═══ Kaynak

Ahmet Kaya, Malatya'da beş çocuklu bir ailenin en küçüğü olarak 1957 yılında dünyaya geldi. Mensucat işçisi bir baba, çocuklarını yetiştirmekle yükümlü bir anne ve diğer dört kardeşle birlikte geçen çocukluk... Babası, neredeyse onun boyu kadar olan bir bağlama ile eve geldiğinde mutluluğun bu olduğunu düşünür. Dokuz yaşındadır daha. 24 Temmuz İşçi Bayramında sahneye çıkarırlar onu, bir daha unutmaz bunu...
Yaz tatillerinde, ya plakçıda ya da tanıdıkların minibüsünde çalışır. 'Başar ağabey'yi tutuklanınca Ahmet, küçük bağlaması ile ilk bestesini yapar: "Bir Wolksvagen alacağım, Adını Başar koyacağım" der... Ruhi Su nun plaklarını satın alan Ahmet Kaya, bol paçalı pantolonlar giyen uzun saçlı 68 lilerden etkilenen gençir artık...
Mensucat fabrikasından emekli olan babası, daha iyi bir yaşam için İstanbula göç eder. İstanbul/Kocamustafapaşaya yerleşirler. Ahmet Kaya'nın ilk izlenim korkudur.
Ahmet Kaya, ortaöğrenimini tamamlamaya çalışırken yetmişli yılların toplumsal çatışmalarının farkına varmardı. Ora'dan gelmiş olmanın farklılığını, bu yeni kültür ve yaşam biçimi ile içiçe yaşar. Türküler, devrimci marşlar, Ruhi Su ve Zülfü Livaneliden müzikal anlamda etkilendiğini inkar etmez, ama kedi sesini arar. Bütün boş zamanlarda bağlama çalıp şarkılar söyler. İlk bestelerini bugünlerde yapar. Boğaziçi Üniversitesinde bir panelede Ruhi Su yla karşılaşır. Ustayı çok sevse de yetmeyen birşeyler vardır Ahmet Kaya için, bunu ifade etmeye çalışır Ruhi Su ya. Ruhi Su'nun 'Mahsus Mahal' türküsünü kendince yorumlar O'na. Bağlamanın sapını tutan Ruhi Su, 'Böyle bağlama çalınmaz!' der. Oysa Ahmet Kaya asi. Farklı birşeyler yapmak ve kendini aramaktadır. Yıllar sonra verdiği ilk resitalin afine 'Bağlama Böyle De Çalınır' 'i spota çıkaracaktı.

══════

**Görev 1:** Kayıtlarda "yellow" dizesini içeren satırların hepsini topla. Büyük ve küçük harf ayrımına dikkat et.

═══ Görev verileri

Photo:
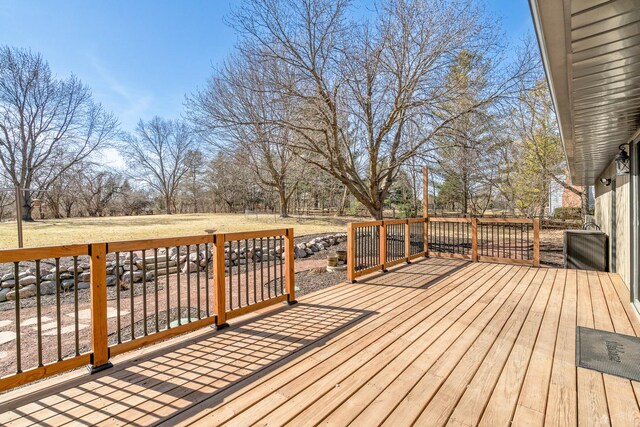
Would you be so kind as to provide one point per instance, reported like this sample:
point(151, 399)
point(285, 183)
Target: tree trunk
point(284, 203)
point(167, 201)
point(27, 214)
point(376, 210)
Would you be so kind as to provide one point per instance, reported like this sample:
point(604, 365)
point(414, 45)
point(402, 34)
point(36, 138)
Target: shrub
point(568, 213)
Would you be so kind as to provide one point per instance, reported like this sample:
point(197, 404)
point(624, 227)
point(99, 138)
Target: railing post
point(99, 333)
point(536, 242)
point(426, 237)
point(474, 239)
point(351, 253)
point(290, 272)
point(218, 281)
point(407, 241)
point(383, 245)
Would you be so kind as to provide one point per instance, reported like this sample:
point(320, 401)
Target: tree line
point(316, 109)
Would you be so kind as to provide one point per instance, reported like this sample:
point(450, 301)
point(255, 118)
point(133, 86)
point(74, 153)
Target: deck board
point(440, 341)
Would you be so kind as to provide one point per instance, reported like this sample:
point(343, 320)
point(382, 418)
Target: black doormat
point(608, 352)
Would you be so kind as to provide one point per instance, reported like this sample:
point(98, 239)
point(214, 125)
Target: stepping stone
point(34, 321)
point(7, 336)
point(47, 326)
point(66, 330)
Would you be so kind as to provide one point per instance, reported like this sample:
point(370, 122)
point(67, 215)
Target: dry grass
point(84, 230)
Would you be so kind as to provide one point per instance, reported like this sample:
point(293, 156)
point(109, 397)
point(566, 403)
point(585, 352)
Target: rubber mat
point(608, 352)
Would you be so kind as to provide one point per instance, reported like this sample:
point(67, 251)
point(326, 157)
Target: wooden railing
point(140, 291)
point(377, 245)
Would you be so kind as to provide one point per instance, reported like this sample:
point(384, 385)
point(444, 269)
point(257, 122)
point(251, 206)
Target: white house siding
point(620, 231)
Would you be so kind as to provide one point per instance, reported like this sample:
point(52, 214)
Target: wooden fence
point(377, 245)
point(152, 296)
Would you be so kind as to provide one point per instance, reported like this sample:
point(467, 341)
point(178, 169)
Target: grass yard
point(85, 230)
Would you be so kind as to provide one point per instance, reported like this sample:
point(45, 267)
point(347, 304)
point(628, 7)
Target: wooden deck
point(440, 341)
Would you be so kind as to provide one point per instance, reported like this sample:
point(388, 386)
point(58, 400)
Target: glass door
point(634, 153)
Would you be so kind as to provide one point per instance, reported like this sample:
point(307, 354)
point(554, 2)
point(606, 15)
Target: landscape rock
point(47, 288)
point(9, 283)
point(84, 285)
point(67, 284)
point(26, 292)
point(111, 280)
point(190, 266)
point(137, 276)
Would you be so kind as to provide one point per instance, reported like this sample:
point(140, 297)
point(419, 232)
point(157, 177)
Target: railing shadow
point(425, 274)
point(168, 380)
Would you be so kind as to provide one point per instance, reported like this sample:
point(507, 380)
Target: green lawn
point(85, 230)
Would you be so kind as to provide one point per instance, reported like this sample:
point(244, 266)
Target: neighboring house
point(591, 54)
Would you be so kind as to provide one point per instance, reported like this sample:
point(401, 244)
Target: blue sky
point(141, 57)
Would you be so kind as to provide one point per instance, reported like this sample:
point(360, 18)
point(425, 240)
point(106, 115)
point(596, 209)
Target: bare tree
point(357, 88)
point(536, 127)
point(47, 125)
point(159, 156)
point(237, 113)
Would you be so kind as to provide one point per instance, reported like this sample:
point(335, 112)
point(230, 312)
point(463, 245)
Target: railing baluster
point(219, 280)
point(118, 316)
point(131, 302)
point(198, 279)
point(207, 251)
point(254, 261)
point(39, 311)
point(178, 286)
point(167, 288)
point(155, 287)
point(187, 264)
point(16, 287)
point(144, 293)
point(75, 305)
point(99, 332)
point(58, 313)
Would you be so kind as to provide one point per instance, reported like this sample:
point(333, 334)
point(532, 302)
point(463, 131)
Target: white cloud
point(127, 104)
point(111, 159)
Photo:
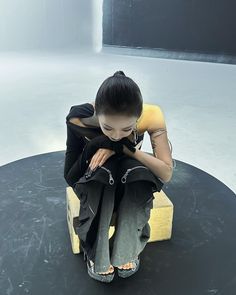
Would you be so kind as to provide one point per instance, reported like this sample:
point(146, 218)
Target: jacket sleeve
point(75, 162)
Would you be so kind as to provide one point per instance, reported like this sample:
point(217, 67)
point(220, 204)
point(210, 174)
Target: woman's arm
point(74, 164)
point(161, 164)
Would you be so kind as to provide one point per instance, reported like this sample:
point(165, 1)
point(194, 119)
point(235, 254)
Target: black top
point(77, 137)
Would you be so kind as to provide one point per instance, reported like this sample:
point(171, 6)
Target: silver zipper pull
point(111, 179)
point(123, 178)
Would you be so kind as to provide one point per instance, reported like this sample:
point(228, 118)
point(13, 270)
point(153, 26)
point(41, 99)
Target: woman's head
point(118, 105)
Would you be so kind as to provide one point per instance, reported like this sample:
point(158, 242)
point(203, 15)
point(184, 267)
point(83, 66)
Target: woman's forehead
point(112, 120)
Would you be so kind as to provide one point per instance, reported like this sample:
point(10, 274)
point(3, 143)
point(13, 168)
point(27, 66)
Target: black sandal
point(105, 278)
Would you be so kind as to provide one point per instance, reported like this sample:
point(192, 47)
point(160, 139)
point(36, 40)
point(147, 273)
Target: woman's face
point(116, 127)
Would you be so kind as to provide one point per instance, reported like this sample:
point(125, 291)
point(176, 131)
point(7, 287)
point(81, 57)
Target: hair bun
point(119, 73)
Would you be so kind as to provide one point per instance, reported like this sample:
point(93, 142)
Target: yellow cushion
point(160, 221)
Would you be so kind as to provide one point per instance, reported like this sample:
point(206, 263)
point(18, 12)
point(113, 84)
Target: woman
point(111, 176)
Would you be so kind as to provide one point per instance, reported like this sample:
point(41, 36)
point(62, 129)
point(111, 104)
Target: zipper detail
point(123, 178)
point(111, 179)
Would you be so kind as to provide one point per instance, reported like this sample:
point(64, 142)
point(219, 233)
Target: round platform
point(36, 256)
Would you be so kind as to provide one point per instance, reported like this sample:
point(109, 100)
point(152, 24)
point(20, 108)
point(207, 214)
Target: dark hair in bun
point(119, 95)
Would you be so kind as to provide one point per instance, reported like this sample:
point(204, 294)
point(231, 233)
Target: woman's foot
point(110, 270)
point(128, 265)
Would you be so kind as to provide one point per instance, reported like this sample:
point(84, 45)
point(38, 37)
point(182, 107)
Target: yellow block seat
point(160, 221)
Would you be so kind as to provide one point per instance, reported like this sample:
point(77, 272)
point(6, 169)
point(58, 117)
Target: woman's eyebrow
point(122, 128)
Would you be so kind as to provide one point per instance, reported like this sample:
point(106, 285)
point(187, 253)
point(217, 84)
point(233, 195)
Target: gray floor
point(37, 90)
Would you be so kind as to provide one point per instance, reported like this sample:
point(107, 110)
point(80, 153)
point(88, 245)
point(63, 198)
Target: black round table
point(36, 256)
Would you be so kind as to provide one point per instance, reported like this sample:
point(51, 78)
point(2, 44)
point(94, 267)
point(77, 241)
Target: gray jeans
point(128, 191)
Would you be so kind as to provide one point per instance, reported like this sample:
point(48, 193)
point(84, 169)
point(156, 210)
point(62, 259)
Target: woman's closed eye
point(122, 130)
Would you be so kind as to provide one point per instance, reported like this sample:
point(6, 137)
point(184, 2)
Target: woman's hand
point(100, 157)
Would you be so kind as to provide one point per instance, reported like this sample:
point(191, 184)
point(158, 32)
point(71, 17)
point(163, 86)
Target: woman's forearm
point(158, 167)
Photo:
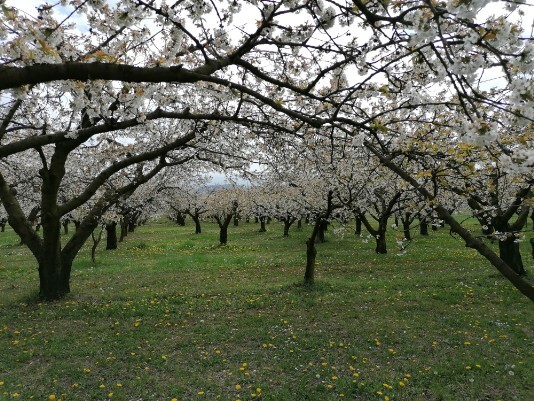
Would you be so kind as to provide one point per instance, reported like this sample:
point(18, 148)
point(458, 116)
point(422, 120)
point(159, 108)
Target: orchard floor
point(172, 315)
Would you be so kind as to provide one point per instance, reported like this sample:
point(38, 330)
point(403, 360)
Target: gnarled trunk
point(262, 229)
point(111, 236)
point(510, 254)
point(380, 239)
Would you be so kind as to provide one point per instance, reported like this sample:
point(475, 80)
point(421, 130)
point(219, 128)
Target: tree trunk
point(96, 241)
point(311, 254)
point(406, 230)
point(124, 229)
point(180, 219)
point(358, 230)
point(381, 242)
point(223, 228)
point(423, 226)
point(223, 234)
point(262, 224)
point(198, 229)
point(111, 236)
point(323, 226)
point(510, 254)
point(288, 222)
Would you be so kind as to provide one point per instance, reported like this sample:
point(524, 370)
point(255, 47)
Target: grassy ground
point(171, 315)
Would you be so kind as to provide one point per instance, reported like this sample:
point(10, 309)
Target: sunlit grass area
point(173, 315)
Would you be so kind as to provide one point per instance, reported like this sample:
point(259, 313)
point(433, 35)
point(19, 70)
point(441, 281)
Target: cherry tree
point(364, 68)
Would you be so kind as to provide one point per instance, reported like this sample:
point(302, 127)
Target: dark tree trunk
point(323, 226)
point(510, 254)
point(180, 219)
point(111, 236)
point(124, 229)
point(223, 235)
point(288, 222)
point(262, 224)
point(198, 228)
point(96, 241)
point(380, 239)
point(423, 226)
point(223, 228)
point(406, 230)
point(287, 225)
point(358, 230)
point(311, 253)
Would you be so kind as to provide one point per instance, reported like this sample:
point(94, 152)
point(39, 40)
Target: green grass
point(171, 314)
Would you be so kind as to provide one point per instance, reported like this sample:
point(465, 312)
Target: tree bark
point(358, 230)
point(111, 236)
point(311, 254)
point(380, 239)
point(65, 224)
point(423, 226)
point(198, 228)
point(262, 224)
point(510, 254)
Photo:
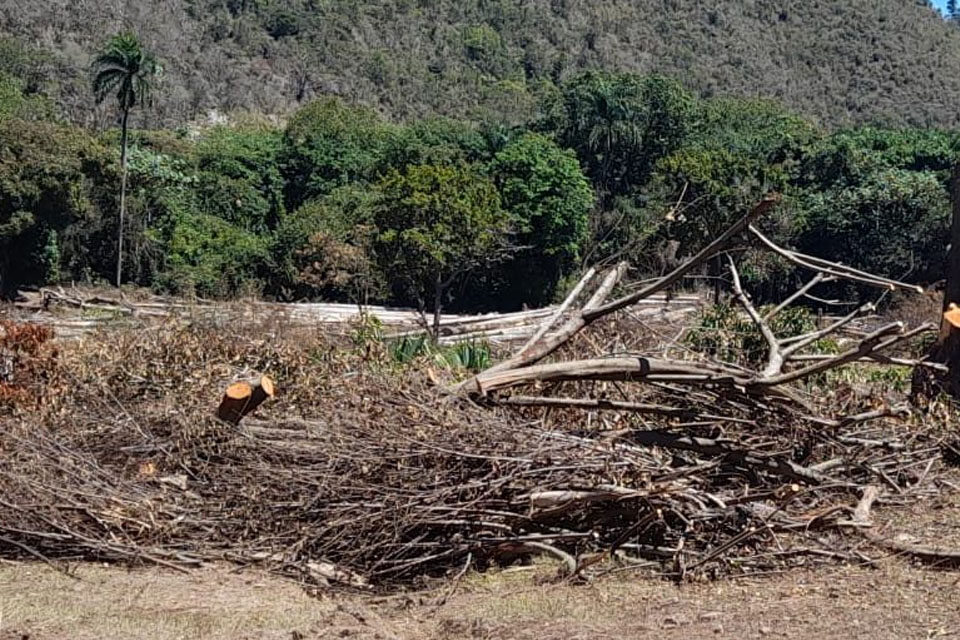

══════

**Görev 2:** Ahmet Kaya'nın hayatını anlatan metni, son cümlesinden sonra kaldığı yerden sürdür.

**Alıştırma yanıtı 1:**
Target: yellow cushion
Target: yellow block seat

**Alıştırma yanıtı 2:**
Seksenli yılların başı talihsizliklerle geçer. Evliliği biter, bebeği ondan ayrı büyümeyecektir ve çok zordur. Bu dönem bestelerinin olgunlaştığı dönemleridir bu yıllar. Sadece müzikle kendini ifade eden Ahmet Kaya, 1985 yılına geldiğinde kararını verir. 'Zamanıdır' deyip, oltuğunun altında şarkılarını alıp, Unkapanının yolunu tutar. Dinleyenlerin hiçbir kategoriye koyamadığı bu müziğe kimse yüz vermez. Sonraki günlerde arkadaş yardımları ve kendi olanakları ile ilk albümünü yapar. Ama hemen toplatılır. Yapılan itiraz sonuç verir. Olay gazetelere yansır, Ahmet Kaya 'nın Ağlama Bebeğim adlı albümü Danıştay kararıyla serbestir artık!'
Bu arada. Üniversite öğrencileri, dar gelirliler, 12 Eylül darbesinden nasibini almış-çeşitli kesimlerden tutuklu yakınları, Türkiyede demokrasiyi yeniden inşa etmeye kararlı kitle örgütleri, sivil toplum kuruluşları Ahmet Kaya'nın dinleyici profilini oluşturur.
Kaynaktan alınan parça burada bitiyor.